··· Excerpted passage

United States District Court, S.D. Illinois


October 6, 2005.

ANNIE CRAWFORD, on behalf of herself and all others similarly situated, Plaintiff,
v.
TALK AMERICA, INC., a Pennsylvania corporation, Defendant.

The opinion of the court was delivered by: DAVID HERNDON, District Judge

MEMORANDUM and ORDER

I. Introduction and Procedural Background

Now before the Court is Defendant Talk America, Inc.'s motion to compel arbitration and stay action pursuant to the Federal Arbitration Act, or, alternatively, to stay the action in favor of the Primary Jurisdiction of the Federal Communications Commission (Doc. 22). Specifically, Talk America, Inc. moves the Court to compel arbitration of all claims in this matter. Crawford opposes the motion (Doc. 49). Based on the following, the Court grants Talk America, Inc.'s motion and stays this matter pending arbitration.

  On March 11, 2005, Annie Crawford, on behalf of herself and all others similarly situated, filed suit against Talk America, Inc. ("Talk America"), a telecommunications carrier offering local, long distance and dial up internet services to residential and small business customers in twenty-five states nationwide, for unjust and unreasonable rate overcharges in violation of the Communications Act § 201(b), 47 U.S.C. § 201(b) (Doc. 1).*fn1 Crawford challenges the lawfulness of Talk America's "TSR Administrative Fee," a line item that appears on its customers' monthly bills. Crawford alleges that Talk America "confuses . . . consumers as to the true nature of the TSR Administrative Fee by, among other things, listing the TSR Administrative Fee as a line item amongst government fees, surcharges and taxes. . . ." (Doc. 1, ¶ 15).

······
··· Recorded information

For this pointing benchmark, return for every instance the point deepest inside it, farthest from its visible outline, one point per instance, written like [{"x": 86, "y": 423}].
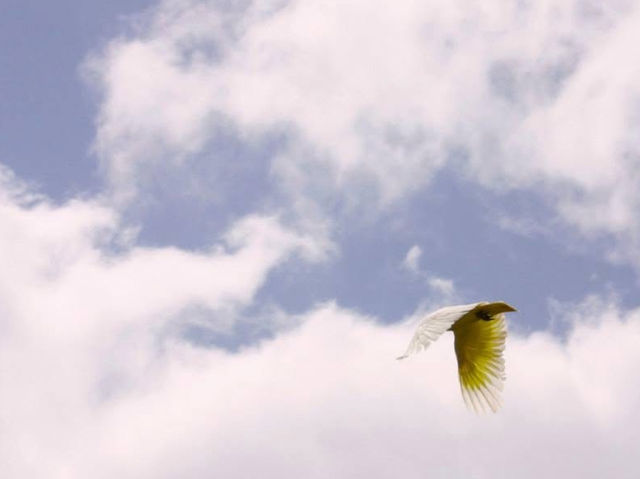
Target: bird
[{"x": 479, "y": 331}]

······

Answer these questions about the court order:
(a) Which district judge delivered the opinion?
(b) On what date did Annie Crawford file suit?
(c) In how many states does Talk America offer its services?
The lines play no part here.

Completed task
(a) David Herndon
(b) March 11, 2005
(c) Twenty-five